## To do
Repeat exactly the line containing "Expected content: blade" and every line after it in the entries, and nothing besides.

****************

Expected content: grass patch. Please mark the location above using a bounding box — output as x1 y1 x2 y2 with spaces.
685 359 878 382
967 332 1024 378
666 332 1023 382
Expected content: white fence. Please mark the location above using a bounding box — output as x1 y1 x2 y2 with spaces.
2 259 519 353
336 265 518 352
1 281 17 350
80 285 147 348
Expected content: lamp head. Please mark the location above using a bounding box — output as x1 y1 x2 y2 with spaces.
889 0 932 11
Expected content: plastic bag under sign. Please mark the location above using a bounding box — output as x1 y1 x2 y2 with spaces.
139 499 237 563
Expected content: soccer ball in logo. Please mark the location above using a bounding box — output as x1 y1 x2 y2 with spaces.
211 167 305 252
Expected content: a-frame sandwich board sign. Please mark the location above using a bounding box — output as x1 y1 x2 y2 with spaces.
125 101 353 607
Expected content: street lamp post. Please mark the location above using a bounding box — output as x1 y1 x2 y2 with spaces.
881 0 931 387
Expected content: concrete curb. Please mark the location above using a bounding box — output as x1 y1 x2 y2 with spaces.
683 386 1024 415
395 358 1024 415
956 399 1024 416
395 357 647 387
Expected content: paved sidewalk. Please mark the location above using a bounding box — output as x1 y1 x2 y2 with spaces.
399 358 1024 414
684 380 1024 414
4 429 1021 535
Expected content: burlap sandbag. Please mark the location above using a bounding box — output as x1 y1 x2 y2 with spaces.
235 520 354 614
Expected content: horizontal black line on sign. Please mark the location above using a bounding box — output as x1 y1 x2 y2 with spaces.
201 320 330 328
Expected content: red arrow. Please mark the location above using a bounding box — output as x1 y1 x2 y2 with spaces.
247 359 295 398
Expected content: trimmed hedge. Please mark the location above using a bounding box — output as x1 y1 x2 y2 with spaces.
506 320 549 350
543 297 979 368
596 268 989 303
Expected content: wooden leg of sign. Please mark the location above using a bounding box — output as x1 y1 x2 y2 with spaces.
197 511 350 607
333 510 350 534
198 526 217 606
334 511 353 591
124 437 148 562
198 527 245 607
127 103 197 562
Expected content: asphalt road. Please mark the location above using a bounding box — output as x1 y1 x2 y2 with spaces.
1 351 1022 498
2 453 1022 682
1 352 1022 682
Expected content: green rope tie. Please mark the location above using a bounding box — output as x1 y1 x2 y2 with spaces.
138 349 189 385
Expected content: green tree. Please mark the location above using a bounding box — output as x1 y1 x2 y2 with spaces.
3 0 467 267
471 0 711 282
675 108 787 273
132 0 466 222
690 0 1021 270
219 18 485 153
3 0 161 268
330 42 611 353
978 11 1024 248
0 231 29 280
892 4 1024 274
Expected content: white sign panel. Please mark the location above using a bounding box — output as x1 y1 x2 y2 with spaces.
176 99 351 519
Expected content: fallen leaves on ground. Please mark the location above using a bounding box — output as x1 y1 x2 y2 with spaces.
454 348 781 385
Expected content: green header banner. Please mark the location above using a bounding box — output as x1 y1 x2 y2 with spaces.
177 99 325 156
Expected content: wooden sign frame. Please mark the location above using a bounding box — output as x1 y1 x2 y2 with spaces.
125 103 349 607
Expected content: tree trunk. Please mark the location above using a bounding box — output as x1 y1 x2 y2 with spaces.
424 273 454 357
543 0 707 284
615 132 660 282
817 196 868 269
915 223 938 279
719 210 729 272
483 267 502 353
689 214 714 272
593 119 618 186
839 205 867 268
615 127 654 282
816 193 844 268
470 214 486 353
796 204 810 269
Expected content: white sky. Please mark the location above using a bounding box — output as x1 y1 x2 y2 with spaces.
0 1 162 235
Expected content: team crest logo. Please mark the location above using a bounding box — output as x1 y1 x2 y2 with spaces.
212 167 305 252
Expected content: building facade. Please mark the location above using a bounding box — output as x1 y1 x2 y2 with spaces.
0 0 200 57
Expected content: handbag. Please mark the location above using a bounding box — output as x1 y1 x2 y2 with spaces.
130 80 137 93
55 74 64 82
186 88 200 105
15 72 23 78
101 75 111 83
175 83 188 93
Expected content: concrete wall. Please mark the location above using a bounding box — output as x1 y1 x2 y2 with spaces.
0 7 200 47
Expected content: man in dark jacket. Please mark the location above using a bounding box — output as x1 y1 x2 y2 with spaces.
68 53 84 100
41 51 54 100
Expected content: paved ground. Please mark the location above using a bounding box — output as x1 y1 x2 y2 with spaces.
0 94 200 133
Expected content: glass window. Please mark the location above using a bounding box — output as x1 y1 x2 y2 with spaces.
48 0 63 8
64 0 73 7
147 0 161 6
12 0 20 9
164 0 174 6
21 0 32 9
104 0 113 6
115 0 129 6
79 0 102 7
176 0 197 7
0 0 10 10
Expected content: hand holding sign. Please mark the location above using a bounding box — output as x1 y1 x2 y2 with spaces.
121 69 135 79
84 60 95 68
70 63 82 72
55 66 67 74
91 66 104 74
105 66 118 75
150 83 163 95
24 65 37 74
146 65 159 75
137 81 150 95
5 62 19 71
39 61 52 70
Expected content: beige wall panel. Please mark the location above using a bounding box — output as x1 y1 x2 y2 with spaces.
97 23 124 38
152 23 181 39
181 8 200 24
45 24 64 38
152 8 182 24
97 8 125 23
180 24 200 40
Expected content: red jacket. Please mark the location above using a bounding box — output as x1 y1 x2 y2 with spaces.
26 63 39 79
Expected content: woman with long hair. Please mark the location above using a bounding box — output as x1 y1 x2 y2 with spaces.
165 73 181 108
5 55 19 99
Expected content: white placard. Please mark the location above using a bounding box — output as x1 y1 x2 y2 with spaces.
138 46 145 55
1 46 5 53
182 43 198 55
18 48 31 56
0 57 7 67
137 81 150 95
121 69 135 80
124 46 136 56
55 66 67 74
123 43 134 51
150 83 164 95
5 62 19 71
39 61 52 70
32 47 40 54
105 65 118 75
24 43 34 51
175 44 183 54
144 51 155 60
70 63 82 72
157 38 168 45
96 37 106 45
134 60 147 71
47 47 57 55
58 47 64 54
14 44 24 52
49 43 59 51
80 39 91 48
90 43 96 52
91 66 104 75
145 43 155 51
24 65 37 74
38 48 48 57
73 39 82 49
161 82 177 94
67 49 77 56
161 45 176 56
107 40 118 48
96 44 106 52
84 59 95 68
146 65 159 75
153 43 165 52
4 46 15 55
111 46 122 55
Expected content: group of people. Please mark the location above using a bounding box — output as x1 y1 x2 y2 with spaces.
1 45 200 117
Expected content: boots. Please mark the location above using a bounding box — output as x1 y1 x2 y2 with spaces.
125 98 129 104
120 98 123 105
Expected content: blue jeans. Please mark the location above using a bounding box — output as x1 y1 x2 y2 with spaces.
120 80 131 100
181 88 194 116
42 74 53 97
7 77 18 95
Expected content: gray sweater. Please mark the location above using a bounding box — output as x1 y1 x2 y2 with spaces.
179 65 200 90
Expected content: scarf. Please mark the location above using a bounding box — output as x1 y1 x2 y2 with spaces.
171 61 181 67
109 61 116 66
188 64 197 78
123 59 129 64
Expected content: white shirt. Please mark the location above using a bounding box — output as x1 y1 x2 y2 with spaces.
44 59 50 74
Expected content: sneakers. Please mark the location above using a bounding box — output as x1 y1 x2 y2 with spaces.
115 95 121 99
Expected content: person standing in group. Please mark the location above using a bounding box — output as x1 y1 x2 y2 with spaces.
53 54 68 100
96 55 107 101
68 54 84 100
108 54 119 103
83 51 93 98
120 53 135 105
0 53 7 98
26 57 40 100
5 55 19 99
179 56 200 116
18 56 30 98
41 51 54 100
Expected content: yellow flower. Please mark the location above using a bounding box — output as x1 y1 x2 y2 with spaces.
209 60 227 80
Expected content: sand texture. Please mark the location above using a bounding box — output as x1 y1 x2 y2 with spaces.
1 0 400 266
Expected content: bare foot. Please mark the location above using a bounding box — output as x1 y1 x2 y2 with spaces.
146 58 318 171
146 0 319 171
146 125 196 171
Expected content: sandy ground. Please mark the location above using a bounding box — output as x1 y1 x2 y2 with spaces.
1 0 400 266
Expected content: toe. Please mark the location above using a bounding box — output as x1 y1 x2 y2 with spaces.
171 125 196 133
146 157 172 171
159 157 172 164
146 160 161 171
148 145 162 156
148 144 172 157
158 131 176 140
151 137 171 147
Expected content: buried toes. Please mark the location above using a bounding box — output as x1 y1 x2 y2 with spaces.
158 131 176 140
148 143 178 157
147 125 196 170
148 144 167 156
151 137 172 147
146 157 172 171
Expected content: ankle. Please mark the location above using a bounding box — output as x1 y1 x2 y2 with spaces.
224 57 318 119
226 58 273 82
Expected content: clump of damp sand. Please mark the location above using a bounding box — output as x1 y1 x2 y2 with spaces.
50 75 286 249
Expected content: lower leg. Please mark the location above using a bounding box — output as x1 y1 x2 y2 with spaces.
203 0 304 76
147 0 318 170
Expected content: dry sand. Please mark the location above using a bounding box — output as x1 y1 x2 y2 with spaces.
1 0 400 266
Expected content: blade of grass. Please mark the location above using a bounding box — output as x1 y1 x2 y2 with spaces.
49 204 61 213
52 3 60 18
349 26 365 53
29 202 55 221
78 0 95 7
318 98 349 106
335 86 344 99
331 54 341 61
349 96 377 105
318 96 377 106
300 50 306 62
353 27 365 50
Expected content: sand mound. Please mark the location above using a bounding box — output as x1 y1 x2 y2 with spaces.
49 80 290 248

****************

## Worked solution
Expected content: blade of grass. Please mark the location above using a bounding box — output as x1 y1 x2 y2 with spaces.
49 204 61 213
52 3 60 18
349 26 365 53
29 202 55 221
78 0 95 7
318 98 349 106
335 86 344 99
331 54 341 61
349 96 377 105
318 96 377 106
300 50 306 62
353 27 365 50
Expected content: sand mound. Please mark the location above using a bounding box — output as x1 y1 x2 y2 with spaces.
49 80 290 248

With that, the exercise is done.